### What to work on
Please copy the entries below word for word, starting at the line that contains "In the photo above, where can the dirt" and ending with the last line of the entries.

### Available data
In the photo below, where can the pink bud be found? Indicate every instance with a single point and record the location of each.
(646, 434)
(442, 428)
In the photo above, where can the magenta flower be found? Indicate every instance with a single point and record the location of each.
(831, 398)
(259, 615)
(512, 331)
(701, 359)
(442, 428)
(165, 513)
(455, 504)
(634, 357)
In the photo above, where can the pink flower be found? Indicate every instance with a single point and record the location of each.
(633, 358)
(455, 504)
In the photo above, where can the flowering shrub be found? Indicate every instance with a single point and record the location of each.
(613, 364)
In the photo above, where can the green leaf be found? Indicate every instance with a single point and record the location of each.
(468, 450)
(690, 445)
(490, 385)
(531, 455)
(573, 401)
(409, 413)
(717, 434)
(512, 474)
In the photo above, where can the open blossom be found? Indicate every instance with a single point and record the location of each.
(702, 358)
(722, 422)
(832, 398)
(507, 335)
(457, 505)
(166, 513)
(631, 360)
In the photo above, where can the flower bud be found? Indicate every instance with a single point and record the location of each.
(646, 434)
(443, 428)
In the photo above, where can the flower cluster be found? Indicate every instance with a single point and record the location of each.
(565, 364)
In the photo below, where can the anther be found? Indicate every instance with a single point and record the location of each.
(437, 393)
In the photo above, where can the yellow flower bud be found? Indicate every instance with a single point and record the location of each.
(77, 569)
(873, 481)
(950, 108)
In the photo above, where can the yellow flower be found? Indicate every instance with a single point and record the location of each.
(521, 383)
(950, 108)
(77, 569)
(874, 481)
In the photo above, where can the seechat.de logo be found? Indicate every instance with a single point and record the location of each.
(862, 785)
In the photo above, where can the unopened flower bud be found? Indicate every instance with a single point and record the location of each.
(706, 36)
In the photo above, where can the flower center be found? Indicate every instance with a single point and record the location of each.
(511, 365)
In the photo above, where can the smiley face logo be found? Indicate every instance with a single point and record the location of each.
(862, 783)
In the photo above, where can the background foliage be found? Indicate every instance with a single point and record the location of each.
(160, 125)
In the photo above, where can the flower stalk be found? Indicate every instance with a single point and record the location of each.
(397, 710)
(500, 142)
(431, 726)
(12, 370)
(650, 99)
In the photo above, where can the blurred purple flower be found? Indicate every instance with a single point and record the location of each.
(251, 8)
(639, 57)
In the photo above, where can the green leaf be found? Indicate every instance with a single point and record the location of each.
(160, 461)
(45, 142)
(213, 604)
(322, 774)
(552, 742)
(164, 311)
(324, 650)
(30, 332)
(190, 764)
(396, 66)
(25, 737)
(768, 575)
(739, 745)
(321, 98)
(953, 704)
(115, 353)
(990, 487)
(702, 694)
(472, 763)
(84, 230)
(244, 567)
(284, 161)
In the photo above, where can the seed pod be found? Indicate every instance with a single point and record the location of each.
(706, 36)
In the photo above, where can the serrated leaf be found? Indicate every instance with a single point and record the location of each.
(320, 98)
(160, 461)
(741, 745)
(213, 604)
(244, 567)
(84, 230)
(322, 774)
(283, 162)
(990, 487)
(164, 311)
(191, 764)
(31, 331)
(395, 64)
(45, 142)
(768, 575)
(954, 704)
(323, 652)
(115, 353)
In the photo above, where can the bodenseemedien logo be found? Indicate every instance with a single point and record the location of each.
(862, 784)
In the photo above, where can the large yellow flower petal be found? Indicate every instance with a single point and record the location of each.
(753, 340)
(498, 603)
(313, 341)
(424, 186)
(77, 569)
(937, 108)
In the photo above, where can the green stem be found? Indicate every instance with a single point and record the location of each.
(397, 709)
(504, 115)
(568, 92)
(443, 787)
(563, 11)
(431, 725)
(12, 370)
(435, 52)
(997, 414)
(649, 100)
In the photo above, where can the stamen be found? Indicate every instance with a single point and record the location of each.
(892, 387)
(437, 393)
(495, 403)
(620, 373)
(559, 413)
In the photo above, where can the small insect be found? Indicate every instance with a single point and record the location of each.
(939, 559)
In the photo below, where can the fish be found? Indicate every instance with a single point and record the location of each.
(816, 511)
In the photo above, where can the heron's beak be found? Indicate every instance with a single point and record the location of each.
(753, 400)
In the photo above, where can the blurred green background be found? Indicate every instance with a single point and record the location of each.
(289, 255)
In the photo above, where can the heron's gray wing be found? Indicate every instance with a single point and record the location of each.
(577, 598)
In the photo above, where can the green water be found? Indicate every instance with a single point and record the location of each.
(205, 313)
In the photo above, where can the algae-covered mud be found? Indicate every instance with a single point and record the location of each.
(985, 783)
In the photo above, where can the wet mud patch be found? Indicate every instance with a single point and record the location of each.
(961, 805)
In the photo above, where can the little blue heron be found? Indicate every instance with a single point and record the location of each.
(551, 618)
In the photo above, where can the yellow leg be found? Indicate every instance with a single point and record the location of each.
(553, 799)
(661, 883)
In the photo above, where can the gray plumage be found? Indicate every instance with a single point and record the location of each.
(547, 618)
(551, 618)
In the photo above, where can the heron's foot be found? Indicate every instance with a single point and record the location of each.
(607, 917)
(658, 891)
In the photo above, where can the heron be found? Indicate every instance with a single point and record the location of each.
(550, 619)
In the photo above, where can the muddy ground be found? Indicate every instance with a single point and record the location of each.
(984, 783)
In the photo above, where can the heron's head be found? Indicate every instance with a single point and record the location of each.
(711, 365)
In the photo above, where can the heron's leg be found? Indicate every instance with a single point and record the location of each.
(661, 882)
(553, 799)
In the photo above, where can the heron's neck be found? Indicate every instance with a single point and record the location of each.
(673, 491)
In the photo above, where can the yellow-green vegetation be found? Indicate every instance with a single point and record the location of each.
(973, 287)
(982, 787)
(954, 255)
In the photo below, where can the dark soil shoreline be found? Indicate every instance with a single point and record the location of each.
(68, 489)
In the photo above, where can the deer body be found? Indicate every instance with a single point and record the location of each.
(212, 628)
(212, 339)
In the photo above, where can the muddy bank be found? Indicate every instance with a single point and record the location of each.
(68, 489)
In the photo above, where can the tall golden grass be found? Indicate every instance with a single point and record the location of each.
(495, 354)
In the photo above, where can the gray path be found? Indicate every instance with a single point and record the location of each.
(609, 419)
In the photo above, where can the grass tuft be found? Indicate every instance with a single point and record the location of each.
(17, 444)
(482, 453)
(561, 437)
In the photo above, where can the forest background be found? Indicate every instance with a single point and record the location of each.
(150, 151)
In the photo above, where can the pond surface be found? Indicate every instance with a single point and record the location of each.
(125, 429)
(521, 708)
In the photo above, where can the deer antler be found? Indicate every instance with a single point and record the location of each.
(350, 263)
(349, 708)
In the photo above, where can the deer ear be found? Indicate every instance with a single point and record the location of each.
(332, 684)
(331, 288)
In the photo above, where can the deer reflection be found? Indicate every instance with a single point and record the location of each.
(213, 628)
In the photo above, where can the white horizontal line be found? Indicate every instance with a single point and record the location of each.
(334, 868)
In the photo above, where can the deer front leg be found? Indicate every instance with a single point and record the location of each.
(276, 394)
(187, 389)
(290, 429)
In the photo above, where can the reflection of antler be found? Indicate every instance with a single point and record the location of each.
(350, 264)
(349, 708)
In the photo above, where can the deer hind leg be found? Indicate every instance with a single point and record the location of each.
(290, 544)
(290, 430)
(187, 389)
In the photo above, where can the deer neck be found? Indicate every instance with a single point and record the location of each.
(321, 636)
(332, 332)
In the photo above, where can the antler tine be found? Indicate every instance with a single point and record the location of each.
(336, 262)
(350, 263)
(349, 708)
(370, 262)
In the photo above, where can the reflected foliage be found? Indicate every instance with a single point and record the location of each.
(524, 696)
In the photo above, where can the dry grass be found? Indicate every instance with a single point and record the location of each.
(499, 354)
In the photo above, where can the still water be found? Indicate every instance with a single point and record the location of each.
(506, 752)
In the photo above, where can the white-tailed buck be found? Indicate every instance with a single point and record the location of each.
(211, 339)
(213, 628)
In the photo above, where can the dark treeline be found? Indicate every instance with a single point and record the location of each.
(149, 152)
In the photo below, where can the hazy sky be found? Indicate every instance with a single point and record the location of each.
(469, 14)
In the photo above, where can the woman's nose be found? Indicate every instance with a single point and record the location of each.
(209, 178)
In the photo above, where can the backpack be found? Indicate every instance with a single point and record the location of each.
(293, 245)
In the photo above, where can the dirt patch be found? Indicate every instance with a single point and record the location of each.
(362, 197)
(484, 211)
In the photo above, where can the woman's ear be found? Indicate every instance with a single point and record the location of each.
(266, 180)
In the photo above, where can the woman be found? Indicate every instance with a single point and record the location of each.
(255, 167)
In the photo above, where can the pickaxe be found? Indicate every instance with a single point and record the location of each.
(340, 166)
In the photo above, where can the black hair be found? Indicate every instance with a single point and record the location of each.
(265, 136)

### Solution for this problem
In the photo above, where can the dirt patch be found? Indicate every instance with a single point and record the location of each.
(362, 197)
(484, 211)
In the photo above, where can the woman's ear be found? Indicate every instance with a single point and record the location of each.
(266, 180)
In the photo above, where can the woman be found? Indicate every instance with a single point and record the location of each.
(255, 167)
In the photo above, where can the pickaxe be found? Indicate every instance with a single point and record the location of each.
(340, 166)
In the photo above, where can the black hair be found? Indicate every instance with a single point and record the location of each.
(265, 136)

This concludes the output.